Jewish Modernity in Multiplicity

Maurycy Gottlieb’s Dialectically Hybrid Jewish/Polish National Identity

  • Julian Adoff (Author)
    University of Illinois, Chicago
    https://orcid.org/0009-0004-1750-4384

    Julian Adoff is a PhD Candidate in art history at the University of Illinois, Chicago, with a concentration in Central and Eastern European studies. Adoff’s research considers the roles that artists from Central and Eastern Europe played within the history of national identity building in the 19th and 20th centuries. His research has been supported by a Fulbright-Hays Doctoral Dissertation Research Award, the Ross Edman Art History Fellowship, and a UIC Provost Graduate Research Award.

Identifiers (Article)

(Items stored from a collection)
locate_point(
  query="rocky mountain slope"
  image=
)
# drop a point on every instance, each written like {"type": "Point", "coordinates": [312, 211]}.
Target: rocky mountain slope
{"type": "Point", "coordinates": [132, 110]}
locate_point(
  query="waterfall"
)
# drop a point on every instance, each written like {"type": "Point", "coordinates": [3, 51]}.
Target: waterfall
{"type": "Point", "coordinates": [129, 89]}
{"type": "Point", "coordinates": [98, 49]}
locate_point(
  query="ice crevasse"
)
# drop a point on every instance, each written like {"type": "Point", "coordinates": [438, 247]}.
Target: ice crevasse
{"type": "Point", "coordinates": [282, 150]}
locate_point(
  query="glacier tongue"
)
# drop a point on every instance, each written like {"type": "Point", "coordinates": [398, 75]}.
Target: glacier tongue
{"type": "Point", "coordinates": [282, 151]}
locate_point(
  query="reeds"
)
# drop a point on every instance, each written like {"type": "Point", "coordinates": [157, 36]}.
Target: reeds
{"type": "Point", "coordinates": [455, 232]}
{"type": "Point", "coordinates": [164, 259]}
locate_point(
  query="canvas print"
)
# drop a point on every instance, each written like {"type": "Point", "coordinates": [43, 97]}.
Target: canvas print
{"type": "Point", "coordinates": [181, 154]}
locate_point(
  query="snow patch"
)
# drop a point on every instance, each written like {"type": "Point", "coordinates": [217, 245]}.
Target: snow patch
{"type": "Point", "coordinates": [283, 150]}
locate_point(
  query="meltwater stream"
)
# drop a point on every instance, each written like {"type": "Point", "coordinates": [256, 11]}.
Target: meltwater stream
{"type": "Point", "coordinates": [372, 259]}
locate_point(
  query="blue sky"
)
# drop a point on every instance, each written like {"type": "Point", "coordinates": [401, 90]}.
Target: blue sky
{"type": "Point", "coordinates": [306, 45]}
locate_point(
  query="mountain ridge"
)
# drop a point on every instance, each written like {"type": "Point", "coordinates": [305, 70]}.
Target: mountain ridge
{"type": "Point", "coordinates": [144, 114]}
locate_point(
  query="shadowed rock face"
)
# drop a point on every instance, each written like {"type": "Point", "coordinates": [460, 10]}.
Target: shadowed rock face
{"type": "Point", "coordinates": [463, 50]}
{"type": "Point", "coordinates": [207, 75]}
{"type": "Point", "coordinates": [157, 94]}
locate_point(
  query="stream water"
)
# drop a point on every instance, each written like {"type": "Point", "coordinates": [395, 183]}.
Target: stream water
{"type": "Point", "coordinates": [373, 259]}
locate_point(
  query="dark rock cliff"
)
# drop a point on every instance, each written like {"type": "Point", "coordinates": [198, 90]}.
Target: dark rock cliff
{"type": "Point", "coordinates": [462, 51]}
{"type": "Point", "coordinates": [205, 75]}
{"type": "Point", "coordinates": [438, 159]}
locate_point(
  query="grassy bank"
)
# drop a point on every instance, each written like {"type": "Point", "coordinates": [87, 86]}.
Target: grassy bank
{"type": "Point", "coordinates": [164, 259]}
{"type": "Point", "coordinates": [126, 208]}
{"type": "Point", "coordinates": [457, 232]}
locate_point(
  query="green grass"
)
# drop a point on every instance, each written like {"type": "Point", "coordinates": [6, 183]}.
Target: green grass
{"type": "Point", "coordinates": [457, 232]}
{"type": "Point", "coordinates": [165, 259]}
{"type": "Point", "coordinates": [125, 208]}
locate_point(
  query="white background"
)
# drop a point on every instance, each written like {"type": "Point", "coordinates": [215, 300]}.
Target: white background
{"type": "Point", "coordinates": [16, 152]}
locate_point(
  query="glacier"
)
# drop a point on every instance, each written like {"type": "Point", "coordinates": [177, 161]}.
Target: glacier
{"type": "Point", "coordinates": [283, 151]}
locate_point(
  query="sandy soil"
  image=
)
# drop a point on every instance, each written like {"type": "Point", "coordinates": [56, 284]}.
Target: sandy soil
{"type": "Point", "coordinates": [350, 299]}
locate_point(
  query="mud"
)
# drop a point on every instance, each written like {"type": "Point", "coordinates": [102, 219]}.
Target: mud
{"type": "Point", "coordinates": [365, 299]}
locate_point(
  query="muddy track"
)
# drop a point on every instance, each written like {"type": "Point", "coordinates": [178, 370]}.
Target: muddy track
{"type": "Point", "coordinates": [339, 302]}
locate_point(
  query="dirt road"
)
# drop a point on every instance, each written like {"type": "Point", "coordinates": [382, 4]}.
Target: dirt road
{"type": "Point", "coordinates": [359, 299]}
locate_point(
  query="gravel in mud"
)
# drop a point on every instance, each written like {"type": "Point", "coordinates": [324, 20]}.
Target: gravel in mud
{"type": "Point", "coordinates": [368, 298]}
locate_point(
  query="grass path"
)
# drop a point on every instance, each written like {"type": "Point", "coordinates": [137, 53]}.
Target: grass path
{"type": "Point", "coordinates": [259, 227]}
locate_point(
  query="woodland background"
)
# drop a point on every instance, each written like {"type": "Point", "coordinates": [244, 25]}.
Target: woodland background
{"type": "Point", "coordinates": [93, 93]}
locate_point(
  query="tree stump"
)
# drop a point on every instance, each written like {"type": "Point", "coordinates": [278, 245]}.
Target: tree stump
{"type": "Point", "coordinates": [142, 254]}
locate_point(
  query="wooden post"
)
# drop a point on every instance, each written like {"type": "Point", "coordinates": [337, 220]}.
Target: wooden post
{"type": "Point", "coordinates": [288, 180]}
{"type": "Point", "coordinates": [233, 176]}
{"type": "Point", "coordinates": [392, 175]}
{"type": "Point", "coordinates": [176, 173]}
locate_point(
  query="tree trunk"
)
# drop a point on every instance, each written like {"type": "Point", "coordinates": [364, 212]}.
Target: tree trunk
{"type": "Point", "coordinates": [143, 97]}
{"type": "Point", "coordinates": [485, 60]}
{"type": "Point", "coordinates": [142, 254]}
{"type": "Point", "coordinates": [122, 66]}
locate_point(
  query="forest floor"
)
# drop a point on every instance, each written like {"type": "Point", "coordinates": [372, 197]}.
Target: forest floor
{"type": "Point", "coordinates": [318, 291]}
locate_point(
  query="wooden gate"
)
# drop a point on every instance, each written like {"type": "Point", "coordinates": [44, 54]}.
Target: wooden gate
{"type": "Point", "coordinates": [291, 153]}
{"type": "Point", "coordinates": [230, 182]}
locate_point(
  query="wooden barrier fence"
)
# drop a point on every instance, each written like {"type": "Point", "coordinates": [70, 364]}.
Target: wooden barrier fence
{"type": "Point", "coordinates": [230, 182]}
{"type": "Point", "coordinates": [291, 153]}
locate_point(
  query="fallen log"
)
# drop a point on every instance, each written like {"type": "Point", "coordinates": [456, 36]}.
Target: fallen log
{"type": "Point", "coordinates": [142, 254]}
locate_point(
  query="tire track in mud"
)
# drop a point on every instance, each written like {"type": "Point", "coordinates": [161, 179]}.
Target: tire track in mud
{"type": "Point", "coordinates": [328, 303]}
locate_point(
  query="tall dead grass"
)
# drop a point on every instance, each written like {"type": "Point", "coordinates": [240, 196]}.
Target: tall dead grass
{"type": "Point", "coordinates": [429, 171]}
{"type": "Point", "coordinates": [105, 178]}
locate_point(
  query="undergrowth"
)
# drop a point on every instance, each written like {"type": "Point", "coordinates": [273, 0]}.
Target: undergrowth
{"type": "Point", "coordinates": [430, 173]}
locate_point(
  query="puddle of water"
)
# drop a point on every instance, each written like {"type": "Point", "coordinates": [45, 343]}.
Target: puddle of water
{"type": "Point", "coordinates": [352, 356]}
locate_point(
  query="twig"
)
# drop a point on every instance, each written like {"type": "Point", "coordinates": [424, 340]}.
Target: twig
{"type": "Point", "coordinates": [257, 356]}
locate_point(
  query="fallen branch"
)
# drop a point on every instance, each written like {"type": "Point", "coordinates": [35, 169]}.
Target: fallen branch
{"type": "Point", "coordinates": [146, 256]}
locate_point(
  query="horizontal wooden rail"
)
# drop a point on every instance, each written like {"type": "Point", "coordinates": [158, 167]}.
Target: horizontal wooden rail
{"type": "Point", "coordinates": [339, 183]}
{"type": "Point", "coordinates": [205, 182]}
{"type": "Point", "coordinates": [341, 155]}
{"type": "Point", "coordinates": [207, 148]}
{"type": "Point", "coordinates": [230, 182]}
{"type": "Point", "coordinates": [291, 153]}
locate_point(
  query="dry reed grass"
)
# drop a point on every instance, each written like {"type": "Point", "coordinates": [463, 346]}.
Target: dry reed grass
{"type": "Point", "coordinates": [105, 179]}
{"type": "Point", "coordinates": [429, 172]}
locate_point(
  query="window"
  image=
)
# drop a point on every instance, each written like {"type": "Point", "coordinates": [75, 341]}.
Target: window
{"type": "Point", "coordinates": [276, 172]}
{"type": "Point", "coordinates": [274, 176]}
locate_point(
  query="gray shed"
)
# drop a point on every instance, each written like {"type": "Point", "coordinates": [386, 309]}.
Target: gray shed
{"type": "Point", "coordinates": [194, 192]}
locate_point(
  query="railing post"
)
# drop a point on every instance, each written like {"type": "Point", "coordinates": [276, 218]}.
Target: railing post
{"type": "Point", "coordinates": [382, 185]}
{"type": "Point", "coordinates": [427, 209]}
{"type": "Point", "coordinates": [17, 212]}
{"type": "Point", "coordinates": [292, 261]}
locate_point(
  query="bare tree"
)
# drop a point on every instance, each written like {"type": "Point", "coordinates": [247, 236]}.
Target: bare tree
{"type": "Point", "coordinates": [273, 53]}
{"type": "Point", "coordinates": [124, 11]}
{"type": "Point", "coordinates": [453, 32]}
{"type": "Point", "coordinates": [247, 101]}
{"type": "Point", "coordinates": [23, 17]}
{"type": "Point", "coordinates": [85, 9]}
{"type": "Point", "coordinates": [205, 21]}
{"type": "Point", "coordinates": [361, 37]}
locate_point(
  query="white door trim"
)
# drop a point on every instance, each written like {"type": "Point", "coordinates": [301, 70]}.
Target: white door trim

» **Written task**: Continue the article page on Maurycy Gottlieb's national identity from the point where it stops. Nothing in the rows is required here.

» **Final result**:
Abstract

In Central Europe, especially in Poland, in the second half of the 19th century, Jewish artists engaged in a very particular form of nationalist discourse. Partly emulating their non-Jewish neighbors, Jewish artists sought to find visual manifestations to explain their layered subjectivities and identities. This study examines the work of Maurycy Gottlieb, a Jewish/Polish artist whose paintings exemplify the negotiation of Jewish identity with Polish national culture. Gottlieb attempted to manifest a visual form that simultaneously expressed his Jewish identity, his status as an Other in the eyes of the non-Jewish Pole, and his desire to be a constructive member of Polish society. Through dramatizations of the Self, Gottlieb’s use of self-portraiture—I argue—engages with the multiplicity of Central European culture, built on dynamic subjectivities and allegiances. The resulting identity Gottlieb expressed in his art is one of hybridity that shows a continual sense of belonging to oft-conceived mutually exclusive groups. As a result of his dialectically woven multiplicities of identity, we can use Gottlieb’s self-portraits to challenge the presumed homogeneity of cultural ethnonationalism often associated with the Central European region of his time. This study is part of a call to explore how multiple versions of national identity were simultaneously created in the region before ethnonationalism emerged as dominant after World War I.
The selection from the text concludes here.